◆ EXERCISE DESCRIPTION
Count the lines in the material below that contain the string "Query", matching case exactly, and reply with only the number.

◆ INPUT DATA

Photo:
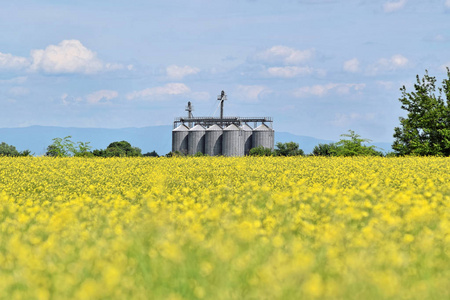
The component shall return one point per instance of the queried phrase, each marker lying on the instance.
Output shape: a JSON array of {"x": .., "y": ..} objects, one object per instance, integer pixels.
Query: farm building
[{"x": 227, "y": 136}]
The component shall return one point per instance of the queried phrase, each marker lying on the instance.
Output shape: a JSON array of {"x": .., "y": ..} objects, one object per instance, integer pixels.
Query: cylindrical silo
[
  {"x": 247, "y": 138},
  {"x": 213, "y": 140},
  {"x": 180, "y": 139},
  {"x": 263, "y": 136},
  {"x": 233, "y": 141},
  {"x": 196, "y": 140}
]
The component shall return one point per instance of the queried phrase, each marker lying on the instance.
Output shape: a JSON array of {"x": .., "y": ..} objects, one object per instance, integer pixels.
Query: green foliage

◆ WRITTEN SOLUTION
3